(GOAL):
Transcribe the whole listing without a single picture.

(MATERIAL FOR THIS TASK):
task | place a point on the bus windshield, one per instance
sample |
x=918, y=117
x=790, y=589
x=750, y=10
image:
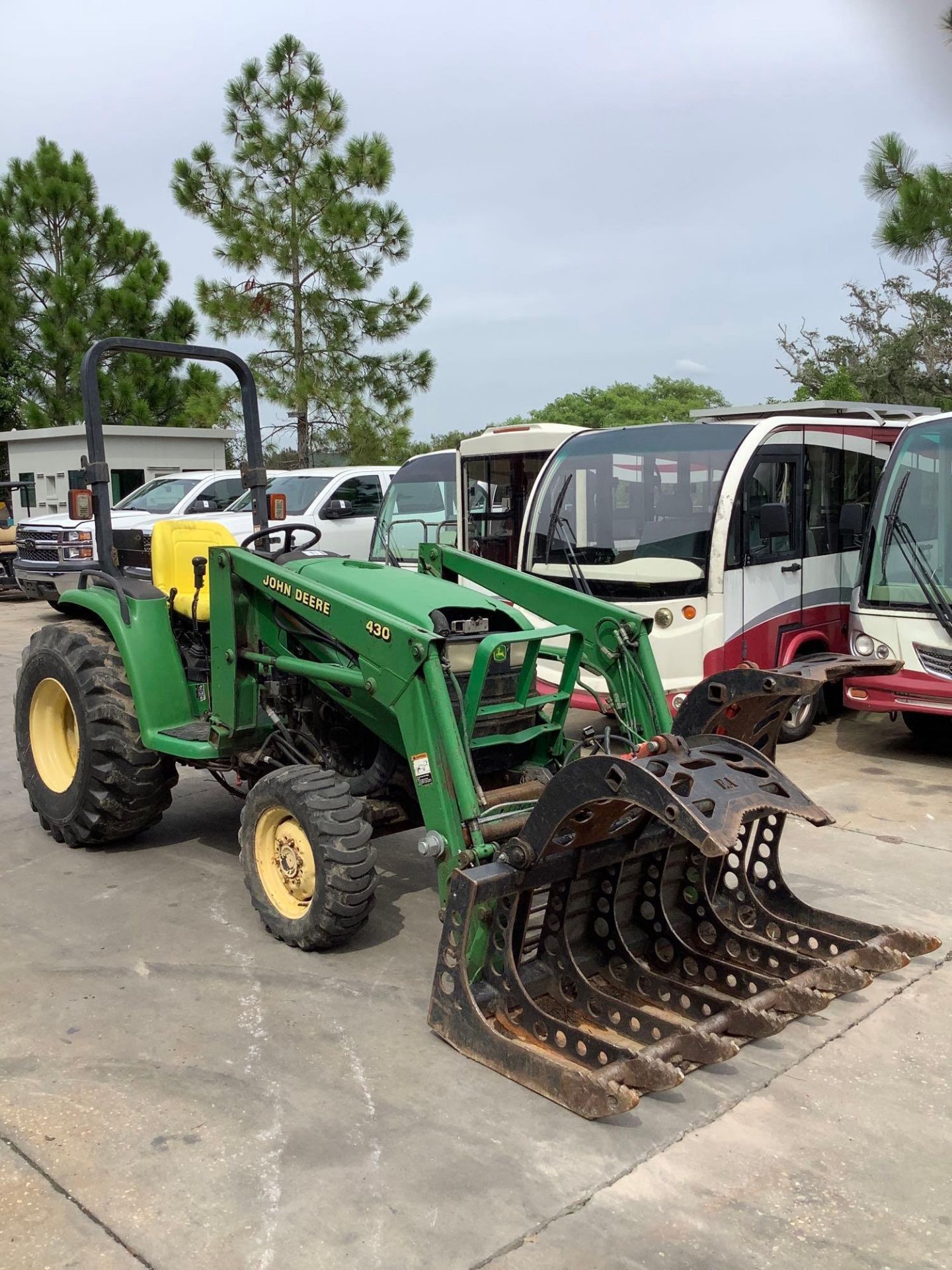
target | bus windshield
x=633, y=508
x=910, y=540
x=419, y=507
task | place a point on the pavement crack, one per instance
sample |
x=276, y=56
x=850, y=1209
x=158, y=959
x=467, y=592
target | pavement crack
x=589, y=1194
x=879, y=837
x=77, y=1203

(FULL OUTPUT):
task | place a point on the bus windshield, one per instance
sample |
x=918, y=117
x=790, y=589
x=750, y=10
image:
target | bus windshield
x=633, y=508
x=910, y=540
x=419, y=507
task | place a point on the pavement crack, one per instance
sample |
x=276, y=56
x=850, y=1209
x=158, y=959
x=467, y=592
target | pavement crack
x=589, y=1194
x=879, y=837
x=77, y=1203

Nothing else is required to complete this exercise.